(Saved entries)
===============
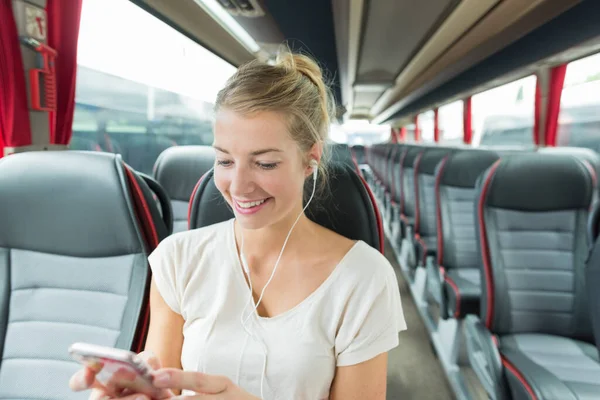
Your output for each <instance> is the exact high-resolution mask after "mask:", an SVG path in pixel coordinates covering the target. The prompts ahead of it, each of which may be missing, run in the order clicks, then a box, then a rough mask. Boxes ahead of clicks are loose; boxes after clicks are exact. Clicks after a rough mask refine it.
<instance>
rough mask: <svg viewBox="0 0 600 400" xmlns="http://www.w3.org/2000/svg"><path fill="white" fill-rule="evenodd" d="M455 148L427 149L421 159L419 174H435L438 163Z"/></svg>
mask: <svg viewBox="0 0 600 400" xmlns="http://www.w3.org/2000/svg"><path fill="white" fill-rule="evenodd" d="M453 151H455V150H454V149H449V148H444V147H439V148H428V149H425V151H424V152H423V155H422V156H421V160H420V161H419V171H418V172H419V174H427V175H433V174H434V173H435V169H436V167H437V165H438V164H439V163H440V161H442V160H443V159H444V157H446V156H447V155H449V154H451V153H452V152H453Z"/></svg>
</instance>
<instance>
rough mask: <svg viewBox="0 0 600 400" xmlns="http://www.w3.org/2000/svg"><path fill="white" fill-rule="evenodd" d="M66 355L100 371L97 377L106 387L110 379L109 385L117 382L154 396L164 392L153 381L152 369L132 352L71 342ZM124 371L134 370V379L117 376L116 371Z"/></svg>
mask: <svg viewBox="0 0 600 400" xmlns="http://www.w3.org/2000/svg"><path fill="white" fill-rule="evenodd" d="M69 354H70V355H71V357H72V358H73V359H75V360H76V361H78V362H79V363H81V364H82V365H85V366H87V367H89V368H92V369H94V370H96V371H98V370H99V372H98V374H97V375H96V380H97V381H98V382H100V383H101V384H103V385H105V386H107V385H108V383H109V382H111V385H110V386H111V387H112V386H113V385H114V384H115V383H117V386H118V387H121V388H123V389H128V390H130V391H133V392H135V393H144V394H147V395H150V396H155V397H156V398H160V397H159V396H160V393H163V392H164V391H163V390H162V389H158V388H156V387H154V385H153V384H152V375H151V372H152V368H151V367H150V366H149V365H148V364H147V363H146V362H145V361H144V360H143V359H141V358H140V357H139V356H138V355H137V354H135V353H133V352H131V351H127V350H122V349H115V348H112V347H104V346H98V345H94V344H89V343H73V344H72V345H71V346H70V347H69ZM123 371H127V372H130V373H131V372H133V373H134V374H135V378H134V379H133V380H132V379H122V378H120V377H119V373H122V372H123ZM128 375H130V376H131V374H128Z"/></svg>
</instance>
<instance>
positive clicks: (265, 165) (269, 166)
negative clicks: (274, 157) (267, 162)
mask: <svg viewBox="0 0 600 400" xmlns="http://www.w3.org/2000/svg"><path fill="white" fill-rule="evenodd" d="M257 164H258V166H259V167H261V168H262V169H266V170H270V169H275V168H277V165H278V164H279V163H257Z"/></svg>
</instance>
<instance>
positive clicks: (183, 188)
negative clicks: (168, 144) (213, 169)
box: [154, 146, 215, 202]
mask: <svg viewBox="0 0 600 400" xmlns="http://www.w3.org/2000/svg"><path fill="white" fill-rule="evenodd" d="M214 164H215V151H214V150H213V148H212V147H210V146H173V147H170V148H168V149H167V150H165V151H163V152H162V153H161V154H160V156H159V157H158V159H157V160H156V163H155V164H154V178H155V179H156V180H157V181H158V183H160V184H161V186H162V187H163V188H164V189H165V191H166V192H167V194H168V195H169V198H170V199H171V200H180V201H185V202H187V201H188V200H189V199H190V196H191V195H192V191H193V190H194V186H196V183H197V182H198V180H199V179H200V178H201V177H202V175H204V174H205V173H206V171H208V170H209V169H211V168H212V167H213V166H214Z"/></svg>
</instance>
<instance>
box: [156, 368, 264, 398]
mask: <svg viewBox="0 0 600 400" xmlns="http://www.w3.org/2000/svg"><path fill="white" fill-rule="evenodd" d="M153 375H154V381H153V382H154V386H156V387H157V388H164V389H175V390H191V391H192V392H195V393H196V394H197V395H196V396H178V397H173V398H172V399H171V400H184V399H185V400H195V399H198V400H260V399H259V398H258V397H255V396H252V395H251V394H250V393H248V392H246V391H244V390H243V389H241V388H240V387H239V386H237V385H235V384H234V383H233V382H231V380H230V379H229V378H227V377H224V376H217V375H207V374H203V373H200V372H188V371H182V370H179V369H174V368H164V369H161V370H158V371H155V372H153Z"/></svg>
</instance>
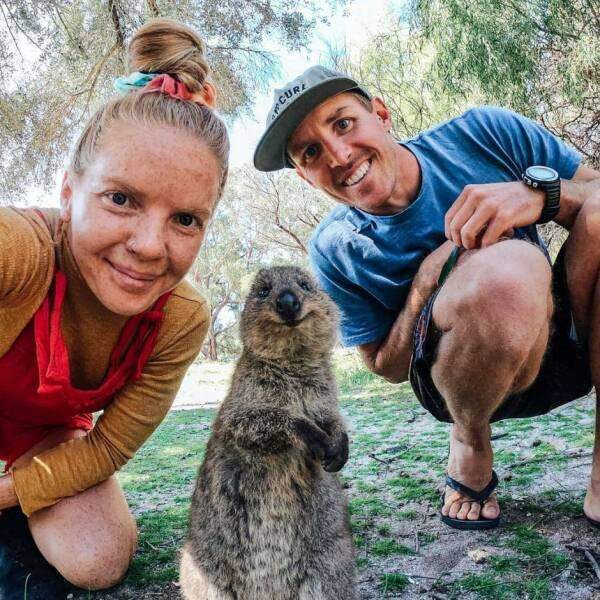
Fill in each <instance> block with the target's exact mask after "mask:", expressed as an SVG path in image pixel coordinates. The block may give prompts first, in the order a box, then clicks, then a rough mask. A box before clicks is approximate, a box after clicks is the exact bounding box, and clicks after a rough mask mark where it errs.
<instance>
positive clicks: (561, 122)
mask: <svg viewBox="0 0 600 600" xmlns="http://www.w3.org/2000/svg"><path fill="white" fill-rule="evenodd" d="M410 13H411V14H410V17H411V19H412V24H413V28H414V31H416V32H419V33H420V34H421V35H422V38H423V40H425V41H426V42H428V43H430V44H432V45H433V47H434V48H435V57H434V60H433V61H432V64H431V68H430V70H429V73H428V74H429V75H430V76H432V77H433V78H434V79H435V80H436V81H437V82H439V84H440V87H439V92H440V93H442V94H447V95H448V94H449V95H450V96H452V97H466V96H469V95H475V96H481V97H482V98H483V100H484V101H489V102H495V103H499V104H502V105H504V106H508V107H510V108H512V109H514V110H516V111H518V112H521V113H523V114H525V115H527V116H530V117H532V118H535V119H538V120H540V121H541V122H542V123H543V124H544V125H545V126H546V127H548V128H549V129H550V130H552V131H554V132H555V133H557V134H558V135H559V136H561V137H562V138H563V139H566V140H568V141H569V142H570V143H571V144H572V145H573V146H575V147H576V148H577V149H578V150H579V151H580V152H581V153H582V154H583V155H584V157H586V158H587V162H588V163H590V164H595V165H599V164H600V108H599V107H600V2H599V1H598V0H478V1H477V2H473V1H472V0H413V1H412V4H411V7H410Z"/></svg>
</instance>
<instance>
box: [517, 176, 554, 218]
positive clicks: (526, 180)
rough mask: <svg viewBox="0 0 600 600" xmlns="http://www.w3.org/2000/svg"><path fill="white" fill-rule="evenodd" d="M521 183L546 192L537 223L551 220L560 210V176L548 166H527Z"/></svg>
mask: <svg viewBox="0 0 600 600" xmlns="http://www.w3.org/2000/svg"><path fill="white" fill-rule="evenodd" d="M523 183H524V184H525V185H528V186H529V187H531V188H533V189H536V190H542V191H543V192H545V194H546V201H545V203H544V208H543V209H542V214H541V215H540V218H539V219H538V221H537V222H538V223H547V222H548V221H552V219H554V217H555V216H556V215H557V214H558V211H559V210H560V177H559V175H558V173H557V172H556V171H555V170H554V169H551V168H550V167H542V166H539V165H536V166H534V167H528V168H527V170H526V171H525V173H523Z"/></svg>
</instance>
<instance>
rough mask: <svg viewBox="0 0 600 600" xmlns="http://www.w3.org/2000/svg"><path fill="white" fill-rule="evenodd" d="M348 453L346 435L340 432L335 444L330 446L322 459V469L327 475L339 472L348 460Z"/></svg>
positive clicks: (343, 433) (347, 439)
mask: <svg viewBox="0 0 600 600" xmlns="http://www.w3.org/2000/svg"><path fill="white" fill-rule="evenodd" d="M332 441H333V440H332ZM348 452H349V451H348V435H347V434H346V432H345V431H342V432H341V434H340V436H339V439H338V440H337V444H334V445H331V446H330V452H329V453H328V455H327V456H325V458H324V459H323V468H324V469H325V470H326V471H328V472H329V473H335V472H336V471H339V470H340V469H341V468H342V467H343V466H344V465H345V464H346V461H347V460H348Z"/></svg>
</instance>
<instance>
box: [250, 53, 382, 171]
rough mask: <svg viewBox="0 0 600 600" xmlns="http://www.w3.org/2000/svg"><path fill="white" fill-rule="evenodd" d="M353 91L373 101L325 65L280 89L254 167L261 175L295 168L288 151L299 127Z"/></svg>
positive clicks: (278, 92) (271, 106)
mask: <svg viewBox="0 0 600 600" xmlns="http://www.w3.org/2000/svg"><path fill="white" fill-rule="evenodd" d="M349 91H353V92H358V93H359V94H362V95H363V96H365V97H366V98H368V99H369V100H370V99H371V95H370V94H369V92H367V91H366V90H365V89H364V88H362V87H361V86H360V85H359V84H358V83H357V82H356V81H355V80H354V79H352V78H350V77H348V76H347V75H344V74H343V73H338V72H336V71H332V70H331V69H328V68H327V67H322V66H321V65H316V66H314V67H310V69H307V70H306V71H304V73H302V75H300V76H299V77H297V78H296V79H294V80H292V81H290V82H289V83H287V84H286V85H285V86H284V87H282V88H281V89H276V90H275V92H274V94H273V106H271V110H270V111H269V115H268V117H267V128H266V130H265V132H264V133H263V135H262V137H261V138H260V140H259V142H258V145H257V146H256V150H255V151H254V166H255V167H256V168H257V169H258V170H259V171H277V170H278V169H283V168H284V167H290V168H293V167H294V165H292V164H291V163H290V161H289V159H288V158H287V153H286V147H287V143H288V140H289V139H290V137H291V136H292V134H293V133H294V131H295V129H296V127H298V125H300V123H301V122H302V121H303V120H304V117H306V115H308V114H309V113H310V112H311V111H312V110H313V108H315V107H316V106H318V105H319V104H321V102H323V101H324V100H327V98H331V96H335V95H336V94H341V93H342V92H349Z"/></svg>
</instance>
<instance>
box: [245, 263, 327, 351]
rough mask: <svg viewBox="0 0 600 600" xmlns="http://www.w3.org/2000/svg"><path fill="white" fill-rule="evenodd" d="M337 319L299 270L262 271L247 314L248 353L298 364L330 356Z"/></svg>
mask: <svg viewBox="0 0 600 600" xmlns="http://www.w3.org/2000/svg"><path fill="white" fill-rule="evenodd" d="M337 324H338V313H337V309H336V307H335V305H334V303H333V302H332V301H331V299H330V298H329V296H328V295H327V294H326V293H325V292H323V291H322V290H321V289H319V287H318V286H317V284H316V283H315V281H314V279H313V278H312V277H311V275H309V273H307V272H306V271H305V270H303V269H300V268H298V267H271V268H269V269H261V270H260V271H259V272H258V274H257V275H256V277H255V278H254V281H253V283H252V288H251V289H250V293H249V294H248V296H247V298H246V303H245V305H244V310H243V312H242V321H241V327H240V329H241V334H242V342H243V344H244V346H245V347H246V348H248V349H249V350H251V351H252V352H254V353H255V354H257V355H259V356H262V357H263V358H268V359H280V360H282V361H285V360H286V359H293V360H298V359H300V360H301V359H302V358H303V357H305V358H307V359H309V358H310V357H311V356H319V355H321V354H323V353H328V352H330V350H331V348H332V347H333V344H334V341H335V336H336V333H337Z"/></svg>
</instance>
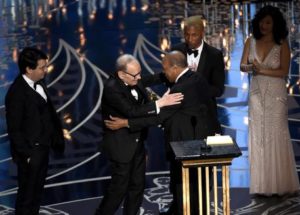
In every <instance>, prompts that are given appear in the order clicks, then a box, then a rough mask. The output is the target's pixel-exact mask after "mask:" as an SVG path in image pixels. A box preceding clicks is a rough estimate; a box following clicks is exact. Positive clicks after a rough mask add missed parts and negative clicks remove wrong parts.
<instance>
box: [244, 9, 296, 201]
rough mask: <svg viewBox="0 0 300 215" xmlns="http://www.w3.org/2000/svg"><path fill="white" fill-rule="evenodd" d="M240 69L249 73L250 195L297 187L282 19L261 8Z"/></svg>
mask: <svg viewBox="0 0 300 215" xmlns="http://www.w3.org/2000/svg"><path fill="white" fill-rule="evenodd" d="M252 30H253V36H251V37H249V38H248V39H247V40H246V42H245V46H244V51H243V56H242V59H241V71H243V72H253V76H252V81H251V87H250V95H249V163H250V194H261V195H267V196H270V195H274V194H278V195H283V194H288V193H294V192H296V191H297V190H298V189H299V179H298V176H297V172H296V165H295V157H294V152H293V147H292V144H291V141H290V133H289V129H288V108H287V90H286V87H285V85H286V83H285V77H286V76H287V74H288V71H289V65H290V49H289V44H288V41H287V39H286V38H287V35H288V30H287V26H286V21H285V19H284V18H283V15H282V13H281V12H280V11H279V9H278V8H276V7H273V6H269V5H268V6H265V7H263V8H262V9H261V10H260V11H258V13H257V14H256V15H255V17H254V19H253V20H252Z"/></svg>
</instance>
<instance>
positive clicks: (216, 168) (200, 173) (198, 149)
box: [170, 140, 242, 215]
===============
YOUR INSTRUCTIONS: Look over the records above, and wherever a line contains the string "each", copy that line.

REPLY:
Your output for each <instance> is the exact high-resolution mask after "mask:", an SVG path in pixel coordinates covering the target. The prompts ahead of it, each of which may be missing, run in the order clicks, then a box, then a rough mask. Boxes ahead of clicks are loose; boxes after clicks are exact. Clicks after a rough mask refine it.
Fill in each <instance> block with the target's exact mask after "mask:", expressed as an SVG path in image pixel coordinates. The block may give prompts first, in the order a box, then clicks, then a rough mask. A box before clicks is approximate, a box after clicks is the exact bounding box, and clicks after a rough mask mark where it errs.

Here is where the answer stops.